**TASK REQUIREMENTS:**
Starting with the line that contains "Where can the car rear", copy out each line through the end of the entries below, exactly as written, and nothing else.
========
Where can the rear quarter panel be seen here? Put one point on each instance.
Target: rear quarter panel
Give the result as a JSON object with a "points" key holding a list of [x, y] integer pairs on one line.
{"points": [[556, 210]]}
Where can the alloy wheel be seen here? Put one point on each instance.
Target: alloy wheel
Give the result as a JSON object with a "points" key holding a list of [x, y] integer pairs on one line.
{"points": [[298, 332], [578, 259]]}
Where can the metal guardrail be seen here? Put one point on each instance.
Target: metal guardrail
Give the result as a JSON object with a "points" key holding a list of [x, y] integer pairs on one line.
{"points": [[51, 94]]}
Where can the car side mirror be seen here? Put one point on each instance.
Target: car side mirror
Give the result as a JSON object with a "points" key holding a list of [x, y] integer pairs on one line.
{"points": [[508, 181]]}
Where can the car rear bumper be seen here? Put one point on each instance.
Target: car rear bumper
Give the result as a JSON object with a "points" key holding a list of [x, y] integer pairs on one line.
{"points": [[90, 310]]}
========
**TASK RESPONSE:**
Where can the car rear bumper be seen here? Put one point on each instance.
Target: car rear bumper
Give the result as a JSON object with a "points" key holding a list of [x, y] integer pairs on one line.
{"points": [[90, 310]]}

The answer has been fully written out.